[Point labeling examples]
**********

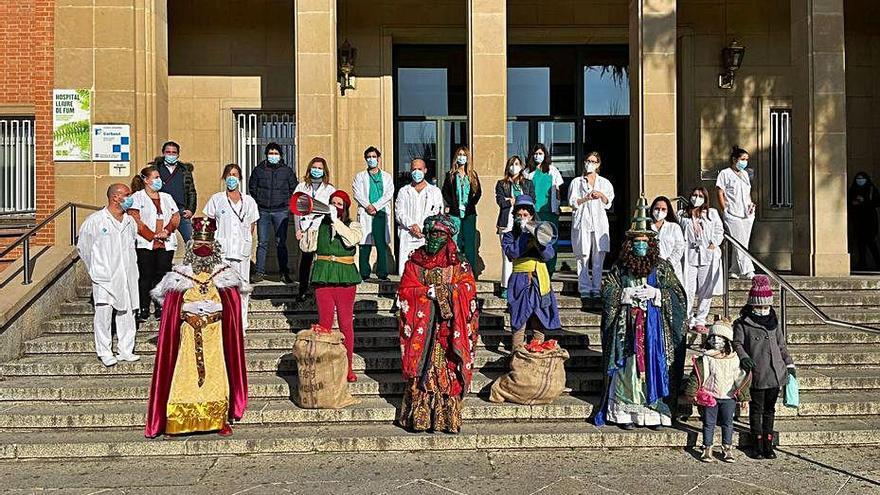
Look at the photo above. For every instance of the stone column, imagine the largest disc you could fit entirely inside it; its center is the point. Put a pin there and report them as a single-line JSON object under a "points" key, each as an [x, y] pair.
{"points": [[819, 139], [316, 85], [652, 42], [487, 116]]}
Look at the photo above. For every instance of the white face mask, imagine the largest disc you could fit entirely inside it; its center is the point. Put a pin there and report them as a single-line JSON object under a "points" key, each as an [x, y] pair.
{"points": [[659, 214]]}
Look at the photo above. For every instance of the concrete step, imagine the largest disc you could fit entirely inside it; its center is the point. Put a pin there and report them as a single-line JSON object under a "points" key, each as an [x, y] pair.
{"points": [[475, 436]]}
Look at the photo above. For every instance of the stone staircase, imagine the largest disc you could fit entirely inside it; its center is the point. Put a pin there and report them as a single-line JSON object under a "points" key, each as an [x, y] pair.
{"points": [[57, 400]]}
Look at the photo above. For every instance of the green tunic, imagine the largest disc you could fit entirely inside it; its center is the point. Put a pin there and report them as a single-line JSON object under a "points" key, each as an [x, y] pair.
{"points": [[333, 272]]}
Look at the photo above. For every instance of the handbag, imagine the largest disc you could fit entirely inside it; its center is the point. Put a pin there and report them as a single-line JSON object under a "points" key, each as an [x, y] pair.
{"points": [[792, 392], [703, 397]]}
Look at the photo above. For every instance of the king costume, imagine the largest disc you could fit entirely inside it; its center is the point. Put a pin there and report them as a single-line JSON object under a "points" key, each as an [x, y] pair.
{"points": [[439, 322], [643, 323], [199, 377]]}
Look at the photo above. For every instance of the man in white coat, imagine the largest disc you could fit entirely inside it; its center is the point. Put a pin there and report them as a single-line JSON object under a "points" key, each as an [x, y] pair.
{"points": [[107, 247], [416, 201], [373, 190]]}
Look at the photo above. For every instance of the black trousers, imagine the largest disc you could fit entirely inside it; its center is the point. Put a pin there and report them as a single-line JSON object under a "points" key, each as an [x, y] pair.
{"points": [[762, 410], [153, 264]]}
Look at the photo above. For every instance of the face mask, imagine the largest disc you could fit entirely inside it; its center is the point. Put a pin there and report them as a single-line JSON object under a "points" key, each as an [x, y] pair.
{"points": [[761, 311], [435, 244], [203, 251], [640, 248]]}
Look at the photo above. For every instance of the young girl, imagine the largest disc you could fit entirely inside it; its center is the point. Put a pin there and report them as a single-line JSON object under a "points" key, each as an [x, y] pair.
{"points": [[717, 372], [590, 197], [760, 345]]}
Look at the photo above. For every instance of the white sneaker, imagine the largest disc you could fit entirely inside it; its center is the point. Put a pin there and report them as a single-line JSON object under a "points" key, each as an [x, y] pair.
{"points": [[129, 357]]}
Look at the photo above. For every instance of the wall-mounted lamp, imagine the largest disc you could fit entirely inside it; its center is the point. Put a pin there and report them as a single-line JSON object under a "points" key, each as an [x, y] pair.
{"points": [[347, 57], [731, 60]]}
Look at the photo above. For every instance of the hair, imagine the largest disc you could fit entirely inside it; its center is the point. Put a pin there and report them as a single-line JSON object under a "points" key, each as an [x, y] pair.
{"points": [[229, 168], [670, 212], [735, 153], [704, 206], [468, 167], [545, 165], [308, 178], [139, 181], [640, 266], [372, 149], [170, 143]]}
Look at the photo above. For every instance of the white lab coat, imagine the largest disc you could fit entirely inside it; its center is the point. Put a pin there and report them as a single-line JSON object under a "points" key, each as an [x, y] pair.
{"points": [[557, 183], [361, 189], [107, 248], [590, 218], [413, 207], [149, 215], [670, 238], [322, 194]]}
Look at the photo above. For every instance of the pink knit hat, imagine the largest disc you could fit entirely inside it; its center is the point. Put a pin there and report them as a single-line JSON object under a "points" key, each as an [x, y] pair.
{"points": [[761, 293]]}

**********

_Exercise_
Reproduce every entry exactly, but omit each picture.

_Task output_
Look at the photo above. For every instance of the stone column, imagine the largest disc you could fit entirely inside it; its center is the point. Put a pin there and report them as a single-line JSON object under a "points" key, each as an [x, y] pair.
{"points": [[819, 139], [316, 85], [652, 42], [487, 116]]}
Look at the photo above. For every instance of the white face mask, imagine the largest disc you could fit entirely inside it; its center is the point. Put a pin there and report them as a single-line JSON object under a "points" key, each as an [x, y] pair.
{"points": [[659, 214]]}
Look at the photo above. For every instance of the concrete step, imagine the largest disc you could fit entirely inside it; its center is the point. Put a pin there and report them as a single-line JSON object under a "points" key, each as an [x, y] pair.
{"points": [[475, 436]]}
Look at the photo above. For every instance of the stone staircase, imagine the largest disc you could fit entirely inside it; its center is the point. Put a pin there and report them as a single-line JSON object under a "points" key, each as an [x, y] pair.
{"points": [[57, 400]]}
Look at the photo above. For every instance of the green tunic, imagine the largest disc you could fit entirely inside it; its center is the point. Put a pin there and report them as a single-line JSON object under a "points" key, each as an [x, y] pair.
{"points": [[333, 272]]}
Look at the photo above. For every instance of the handbag, imagine the largest disc you could fit entirely inside it; its center is the point. Put a pin there and report them as a single-line JSON object under a "points" key, each as an [x, y] pair.
{"points": [[792, 392], [703, 397]]}
Look at the photo above. For every instance of the king costume, imagine the largest disc you could fit entirely inside it; its center is the point. Put a pin there and report them as a single-line JSON object under a "points" key, each as an [x, y] pair.
{"points": [[439, 322], [643, 323], [199, 377]]}
Look at the photo above. For every instance of the man in white coat, imagine the largest disc you could fit entirely inside it; its center is the point. Put a pin there and report them as a single-line JSON object under a "points" key, each as an [x, y] pair.
{"points": [[107, 247], [416, 201], [373, 190]]}
Look at the photo above. For every instance of the black trousers, imagine the largest disc you could fit entirely inside it; its center is the point. Put a pin there and report them as a single-line JSON object under a "points" key, each as an [x, y] pair.
{"points": [[762, 410], [153, 264]]}
Look at the photo above. For every instance of the face mask, imagine the largest disc you could fit entirely inside it; its center is the point. Put a pin there and report them as a single-line JSON object under a "points" key, each as an [x, y] pair.
{"points": [[761, 311], [435, 244], [203, 251], [640, 248]]}
Look at the photo above. For every instance of the young girl, imagine the largest disc you could fit entirely inside it; its center is the point. Put a pin there and report them as a single-line JSON object under a "points" key, each as an [x, y] pair.
{"points": [[717, 372], [590, 197], [760, 345]]}
Look at the photo above. For every instance of the white sneaker, imagine the largest disc you could fit entirely inside it; its center is the point. Put a pin there and report them as a single-line JSON object under a "points" key, each as an [x, y] pair.
{"points": [[129, 357]]}
Look at the photo above. For every instance of the wall-mounted lamp, imagine the largest disc you could fit entirely inside it; its center is the point. Put a pin there and report them as a single-line JSON object under a "points" key, each as an [x, y] pair.
{"points": [[347, 57], [731, 60]]}
Look at the photo above. For every instance of the hair, imagine the largest disc you could fit entirely inside it; its center is the point. Put a pin there and report them as a single-line JSON object under a "points" key, each as an [x, y] pair.
{"points": [[229, 168], [670, 212], [735, 153], [704, 206], [468, 167], [545, 165], [308, 178], [139, 181], [640, 266], [372, 149], [170, 143]]}
Look at the photo above. For every instance of the white lab coat, imagine the largest disc you could fit entirely inside it; its center is the point. Put a pin there and report them as a single-line JSON object under a "points" key, each as an [x, y] pair.
{"points": [[557, 183], [361, 189], [107, 248], [590, 218], [413, 207], [149, 215], [670, 238], [322, 194]]}
Look at the photo above. For every instance of the pink knit hat, imagine the largest disc you could fit entirely inside it; its center is the point. Put a pin there and report them as a single-line JSON object under a "points" key, each as an [x, y] pair.
{"points": [[761, 293]]}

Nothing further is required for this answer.